— Domande —
1 > Nel testo sui decessi per Covid in Italia, quale giorno risulta il più tragico e con quante vittime?
2 > Scrivi il seguito del testo sui decessi per Covid in Italia, riprendendo subito dopo la sua ultima frase.

Stando alla tabella dell'Istituto superiore di sanità (l'ultimo aggiornamento risale al primo marzo), la Lombardia conta il 29,2% dei decessi nazionali, l'Emilia Romagna l'11, il Veneto il 10,2, il Piemonte l'8,6 e il Lazio il 6,1. Però dalla prima alla terza ondata, quella in corso, le percentuali cambiano drasticamente. Tra marzo e maggio 2020 la Lombardia sommava il 47,7% dei morti totali e oggi il 18,6. Il Veneto è passato dal 5,7 al 12,7, la Campania dall'1,4 al 6,4. Gli incrementi maggiori si sono verificati in Sicilia (dallo 0,9 al 6,5) e in Lazio (dal 2,5 all'8). Anche l'età media delle vittime è cambiata nel tempo. La terza settimana di febbraio 2020 era di 75,5. La seconda di marzo (sempre dell'anno scorso) 80,5, quasi identica a oggi, ma la prima settimana di luglio era molto più elevata (85). Il rapporto tra i decessi degli uomini e delle donne è di 60 a 40. La differenza si azzera se si prendono in esame i decessi di persone nella fascia d'età (0-29), però statisticamente irrilevanti, dato che (sempre in base ai dati del primo marzo) sono stati 71. I morti con meno di 50 anni sono l'un per cento.
In generale il 66,5% di chi non ce l'ha fatta a superare la malattia aveva tre o più patologie gravi pregresse, nella stragrande maggioranza dei casi ipertensione arteriosa. Subito dopo hanno inciso pressoché allo stesso modo cardiopatia e diabete. Nelle donne la demenza ha inciso il doppio rispetto agli uomini. Soltanto il 3% dei positivi sopraffatti dal morbo non aveva seri problemi di salute. Complessivamente, il 90,4% delle persone decedute era stato ricoverato in ospedale con sintomi riconducibili al Covid. Nella prima ondata il picco dei deceduti in un giorno è stato raggiunto il 27 marzo (969 vittime). Il 3 dicembre è stato il giorno più tragico: 993. Il 9 marzo 2020, data dell'inizio del lockdown, i decessi erano stati 97. Due giorni dopo l'Organizzazione mondiale della sanità, la quale in poco tempo si sarebbe dimostrata del tutto impreparata nonostante ciò che stava succedendo da mesi a Wuhan, ha dichiarato la pandemia.

Dati di puntamento per espressioni referenziali
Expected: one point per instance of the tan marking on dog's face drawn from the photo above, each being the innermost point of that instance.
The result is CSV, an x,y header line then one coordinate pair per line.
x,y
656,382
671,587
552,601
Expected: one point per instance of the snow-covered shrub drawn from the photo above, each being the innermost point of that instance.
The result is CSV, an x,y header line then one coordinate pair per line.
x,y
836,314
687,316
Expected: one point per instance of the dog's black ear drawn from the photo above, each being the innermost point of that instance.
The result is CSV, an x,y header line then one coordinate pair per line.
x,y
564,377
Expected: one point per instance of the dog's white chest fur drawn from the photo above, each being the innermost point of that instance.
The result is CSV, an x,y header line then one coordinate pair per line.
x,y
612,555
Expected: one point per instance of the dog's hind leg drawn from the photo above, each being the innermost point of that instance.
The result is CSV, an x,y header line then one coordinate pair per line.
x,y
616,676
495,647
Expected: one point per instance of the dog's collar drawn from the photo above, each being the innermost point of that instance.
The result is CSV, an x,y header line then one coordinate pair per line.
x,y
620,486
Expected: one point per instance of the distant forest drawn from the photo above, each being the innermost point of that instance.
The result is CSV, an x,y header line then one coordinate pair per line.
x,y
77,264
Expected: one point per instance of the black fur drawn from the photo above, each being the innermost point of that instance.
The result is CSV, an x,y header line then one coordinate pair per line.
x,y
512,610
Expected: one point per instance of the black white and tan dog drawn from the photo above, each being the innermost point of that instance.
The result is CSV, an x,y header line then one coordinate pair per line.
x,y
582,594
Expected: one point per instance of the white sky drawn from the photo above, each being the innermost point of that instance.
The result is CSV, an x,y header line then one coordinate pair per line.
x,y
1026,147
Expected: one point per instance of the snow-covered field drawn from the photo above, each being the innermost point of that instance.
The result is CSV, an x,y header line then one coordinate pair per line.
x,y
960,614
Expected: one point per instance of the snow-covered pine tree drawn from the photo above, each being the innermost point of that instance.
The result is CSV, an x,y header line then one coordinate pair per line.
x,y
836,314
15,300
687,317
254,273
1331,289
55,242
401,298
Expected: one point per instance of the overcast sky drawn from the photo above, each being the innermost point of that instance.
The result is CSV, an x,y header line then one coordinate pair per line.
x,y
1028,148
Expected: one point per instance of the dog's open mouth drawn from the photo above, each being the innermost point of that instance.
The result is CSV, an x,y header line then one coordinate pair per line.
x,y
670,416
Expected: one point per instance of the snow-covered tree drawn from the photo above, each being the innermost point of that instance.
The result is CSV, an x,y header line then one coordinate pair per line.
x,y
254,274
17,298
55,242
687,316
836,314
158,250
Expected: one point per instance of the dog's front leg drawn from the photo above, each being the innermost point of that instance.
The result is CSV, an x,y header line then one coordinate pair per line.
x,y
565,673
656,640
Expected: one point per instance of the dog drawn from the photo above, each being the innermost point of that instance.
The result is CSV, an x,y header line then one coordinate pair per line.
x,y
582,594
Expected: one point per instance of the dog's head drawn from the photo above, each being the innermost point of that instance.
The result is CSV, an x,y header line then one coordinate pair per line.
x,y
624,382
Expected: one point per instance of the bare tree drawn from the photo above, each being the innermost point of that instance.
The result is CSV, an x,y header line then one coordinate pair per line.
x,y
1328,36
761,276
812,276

— Risposte —
1 > Il 3 dicembre, con 993 vittime.

2 >
Lo ricordavamo prima: ad agosto sembrava tutto finito, il giorno 29 una sola vittima, ma il segnale inequivocabile che stava ricominciando l'incubo è arrivato il 15 ottobre, quando il numero di decessi (83) ha doppiato quello del giorno precedente. Di lì a poco nuovamente restrizioni e Italia divisa in colori a seconda del tasso di contagio. Il 20 dicembre il primo caso ufficiale di variante inglese riscontrato nel Paese. La settimana dopo il via ai vaccini, inizialmente a un ritmo accettabile poi non più. 100mila morti significa che da noi il tasso di letalità, ossia il numero delle vittime rispetto ai contagiati, viaggia al 3,25%, come in Grecia, solo pochi decimali meglio di Ungheria e Bulgaria.
In Usa la percentuale è dell'1,8. Tra la prima e la seconda ondata la percentuale dei ricoveri in terapia intensiva è scesa dal 10,6 al 9,3, probabilmente grazie al miglioramento delle cure e alla maggior attenzione da parte di tutti noi, e però non è stato sufficiente a diminuire i lutti. Il tributo maggiore l'hanno pagato le province di Bergamo e Brescia. Quest' ultima, notizia di ieri, ha già occupato nuovamente il 90% dei posti letto in rianimazione. «Perché guariremo», titolava il libro subito ritirato del ministro della Salute Speranza. Dovrebbe piuttosto spiegarci perché continuiamo a morire più di tutti.